■ **The task**
Copy every row below verbatim and omit the pictures.

* BEGIN Data listing *

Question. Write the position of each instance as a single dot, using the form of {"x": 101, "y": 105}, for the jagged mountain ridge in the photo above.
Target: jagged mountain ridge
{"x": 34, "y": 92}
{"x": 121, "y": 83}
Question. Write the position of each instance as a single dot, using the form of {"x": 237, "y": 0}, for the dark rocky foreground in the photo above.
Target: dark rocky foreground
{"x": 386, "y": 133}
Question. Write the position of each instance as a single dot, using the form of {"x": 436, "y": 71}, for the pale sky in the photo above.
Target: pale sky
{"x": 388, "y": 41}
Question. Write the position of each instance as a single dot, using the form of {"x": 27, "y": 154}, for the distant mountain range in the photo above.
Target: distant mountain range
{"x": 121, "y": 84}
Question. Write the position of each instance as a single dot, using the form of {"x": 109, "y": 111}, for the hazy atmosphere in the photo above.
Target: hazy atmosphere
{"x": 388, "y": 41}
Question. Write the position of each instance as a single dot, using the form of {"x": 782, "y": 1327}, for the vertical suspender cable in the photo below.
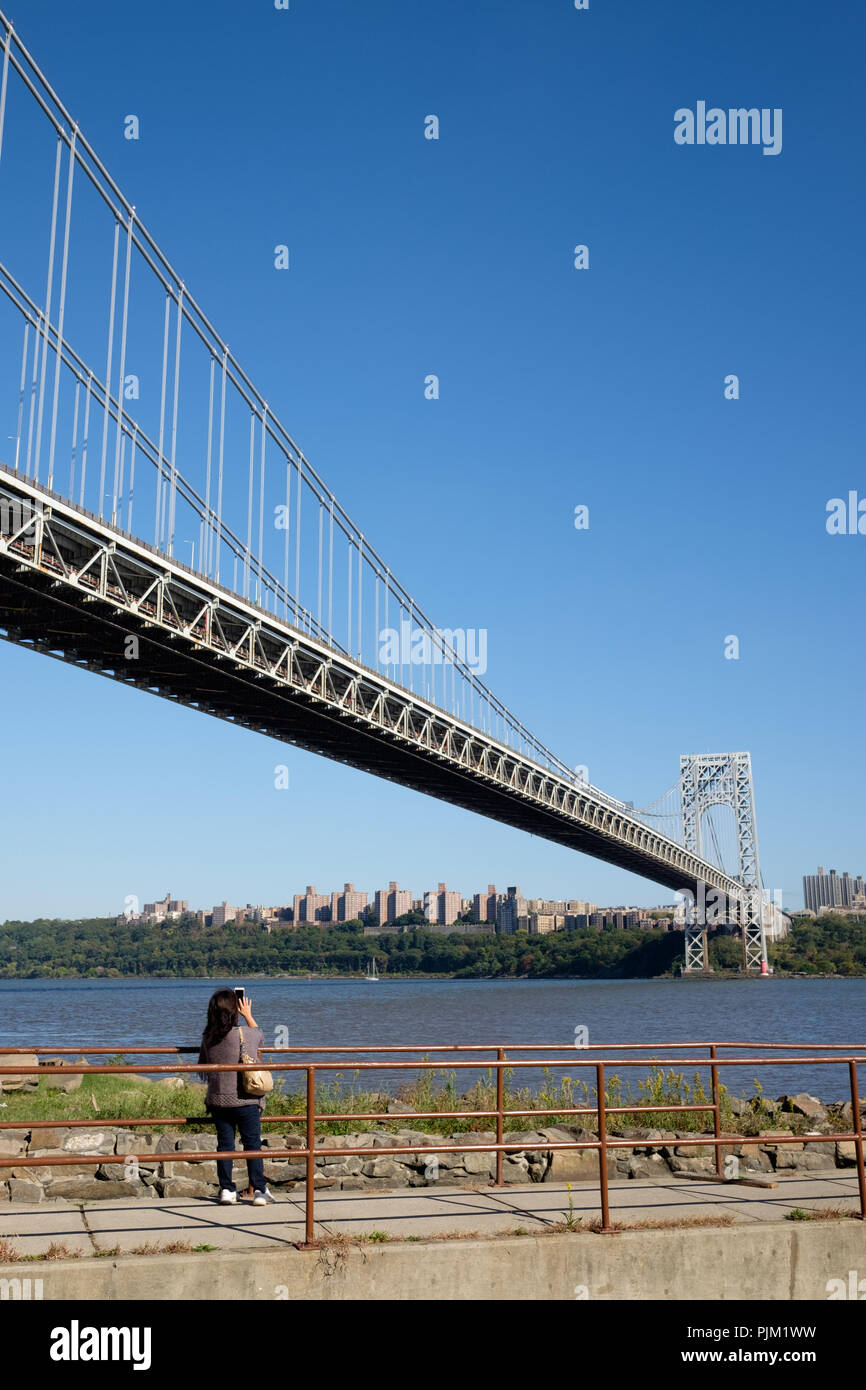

* END Data listing *

■ **Full output**
Question. Write the position of each instance as a single dot, using the form of {"x": 101, "y": 105}, for the jagged mountain ridge in the photo above.
Target: jagged mountain ridge
{"x": 34, "y": 92}
{"x": 121, "y": 83}
Question. Write the position of each instance as a single dot, using the form of {"x": 237, "y": 0}, for the dark rocky foreground in the photo above.
Target: dark rocky foreground
{"x": 386, "y": 133}
Question. Write the position of each instance as a single dot, using the form of {"x": 436, "y": 71}, for the pale sky in the photo above.
Target: pale sky
{"x": 388, "y": 41}
Question. Write the position of each instance as a single dot, using the form of {"x": 27, "y": 154}, for the distant mountain range in the photo above.
Target: distant mountain range
{"x": 121, "y": 84}
Question. Write the position of each instance as a single dot, using the form of {"x": 109, "y": 111}, for the hazy atmosphere in the photo above.
Target: hazy atmosphere
{"x": 388, "y": 41}
Question. Write the position of each instance as a single dot, using the form of {"x": 782, "y": 1327}, for the vertical suspender cable in the photo below.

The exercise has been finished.